[Записи из набора данных]
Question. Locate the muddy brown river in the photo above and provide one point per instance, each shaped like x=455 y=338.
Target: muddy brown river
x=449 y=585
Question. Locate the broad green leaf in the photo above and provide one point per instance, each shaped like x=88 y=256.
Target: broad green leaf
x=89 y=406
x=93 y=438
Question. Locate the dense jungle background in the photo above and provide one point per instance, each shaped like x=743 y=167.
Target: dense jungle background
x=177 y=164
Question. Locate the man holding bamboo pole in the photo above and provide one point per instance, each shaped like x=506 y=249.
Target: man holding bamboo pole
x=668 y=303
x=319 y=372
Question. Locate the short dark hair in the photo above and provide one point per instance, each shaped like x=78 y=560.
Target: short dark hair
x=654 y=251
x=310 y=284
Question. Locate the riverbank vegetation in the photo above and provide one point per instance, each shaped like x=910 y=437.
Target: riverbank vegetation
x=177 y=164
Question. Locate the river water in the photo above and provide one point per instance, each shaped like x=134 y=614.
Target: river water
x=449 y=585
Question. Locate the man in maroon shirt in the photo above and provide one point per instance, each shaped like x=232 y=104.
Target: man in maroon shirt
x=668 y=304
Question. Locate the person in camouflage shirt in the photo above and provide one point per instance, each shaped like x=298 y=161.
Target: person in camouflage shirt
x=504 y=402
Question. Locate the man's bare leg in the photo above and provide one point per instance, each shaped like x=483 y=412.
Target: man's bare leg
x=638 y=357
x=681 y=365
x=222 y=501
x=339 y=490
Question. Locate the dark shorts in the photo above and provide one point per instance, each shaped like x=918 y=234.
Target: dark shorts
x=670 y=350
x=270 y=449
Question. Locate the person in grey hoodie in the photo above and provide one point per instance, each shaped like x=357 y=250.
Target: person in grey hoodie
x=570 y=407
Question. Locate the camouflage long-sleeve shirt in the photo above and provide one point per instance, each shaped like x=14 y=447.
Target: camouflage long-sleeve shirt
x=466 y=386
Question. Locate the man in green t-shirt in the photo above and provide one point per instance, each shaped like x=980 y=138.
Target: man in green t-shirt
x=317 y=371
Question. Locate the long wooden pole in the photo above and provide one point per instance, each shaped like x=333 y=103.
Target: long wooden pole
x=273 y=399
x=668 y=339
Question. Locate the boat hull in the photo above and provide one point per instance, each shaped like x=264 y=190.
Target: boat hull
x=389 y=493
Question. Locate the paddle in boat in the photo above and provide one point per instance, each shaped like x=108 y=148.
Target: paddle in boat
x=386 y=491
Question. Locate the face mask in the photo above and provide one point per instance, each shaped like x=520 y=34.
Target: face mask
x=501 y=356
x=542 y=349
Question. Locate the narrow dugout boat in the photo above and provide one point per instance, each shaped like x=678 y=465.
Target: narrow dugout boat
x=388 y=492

◆ Задание
Перепишите строки всех записей в виде таблицы Markdown со столбцами «№» (номер строки) и «Строка» (её текст). Пустые строки не включайте.

◆ Готовый ответ
| № | Строка |
|---|---|
| 1 | Question. Locate the muddy brown river in the photo above and provide one point per instance, each shaped like x=455 y=338. |
| 2 | Target: muddy brown river |
| 3 | x=449 y=585 |
| 4 | Question. Locate the broad green leaf in the photo above and provide one point per instance, each shaped like x=88 y=256. |
| 5 | Target: broad green leaf |
| 6 | x=89 y=406 |
| 7 | x=93 y=438 |
| 8 | Question. Locate the dense jungle background in the photo above and provide one point per instance, each shaped like x=743 y=167. |
| 9 | Target: dense jungle background |
| 10 | x=177 y=164 |
| 11 | Question. Locate the man holding bamboo pole in the photo above and provide one point per instance, each shaped like x=506 y=249. |
| 12 | Target: man holding bamboo pole |
| 13 | x=668 y=303 |
| 14 | x=319 y=372 |
| 15 | Question. Locate the short dark hair in the photo above and provide one point per instance, each shaped like x=78 y=560. |
| 16 | Target: short dark hair |
| 17 | x=654 y=251 |
| 18 | x=310 y=284 |
| 19 | Question. Locate the riverbank vegetation in the photo above and provide one point per instance, each shaped like x=910 y=437. |
| 20 | Target: riverbank vegetation |
| 21 | x=177 y=164 |
| 22 | Question. Locate the river water in the photo above and provide one point per instance, each shaped like x=134 y=614. |
| 23 | Target: river water |
| 24 | x=449 y=585 |
| 25 | Question. Locate the man in maroon shirt in the photo above and provide one point per instance, each shaped like x=232 y=104. |
| 26 | Target: man in maroon shirt |
| 27 | x=668 y=304 |
| 28 | Question. Locate the person in camouflage shirt in the photo above and provide one point per instance, each shaped like x=298 y=161. |
| 29 | Target: person in camouflage shirt |
| 30 | x=504 y=402 |
| 31 | Question. Locate the man's bare leg in the photo above and provide one point per instance, each shaped like x=483 y=412. |
| 32 | Target: man's bare leg |
| 33 | x=638 y=357 |
| 34 | x=681 y=365 |
| 35 | x=222 y=501 |
| 36 | x=339 y=490 |
| 37 | Question. Locate the dark shorts in the photo above and provide one point per instance, each shaped like x=918 y=234. |
| 38 | Target: dark shorts |
| 39 | x=670 y=350 |
| 40 | x=270 y=449 |
| 41 | Question. Locate the person in grey hoodie in the photo above and provide one point per instance, each shaped like x=357 y=250. |
| 42 | Target: person in grey hoodie |
| 43 | x=570 y=407 |
| 44 | Question. Locate the camouflage long-sleeve shirt in the photo above and provide one point per instance, each shaped like x=14 y=447. |
| 45 | Target: camouflage long-sleeve shirt |
| 46 | x=466 y=386 |
| 47 | Question. Locate the man in green t-shirt in the photo above and provide one point per instance, each shaped like x=980 y=138. |
| 48 | Target: man in green t-shirt |
| 49 | x=317 y=371 |
| 50 | Question. Locate the long wooden pole in the photo above and provide one point per instance, each shaped like x=333 y=103. |
| 51 | Target: long wooden pole |
| 52 | x=273 y=399 |
| 53 | x=668 y=339 |
| 54 | Question. Locate the boat hull in the photo above and provide one point per instance, each shaped like x=264 y=190. |
| 55 | Target: boat hull |
| 56 | x=389 y=493 |
| 57 | Question. Locate the paddle in boat in the photo above and provide one point per instance, each shaped like x=108 y=148. |
| 58 | Target: paddle in boat |
| 59 | x=386 y=491 |
| 60 | Question. Locate the face mask in the photo above and provide one point per instance, each shaped like x=520 y=34. |
| 61 | Target: face mask |
| 62 | x=501 y=356 |
| 63 | x=542 y=349 |
| 64 | Question. Locate the narrow dugout boat in the photo above and provide one point per instance, each shaped like x=678 y=465. |
| 65 | Target: narrow dugout boat |
| 66 | x=388 y=492 |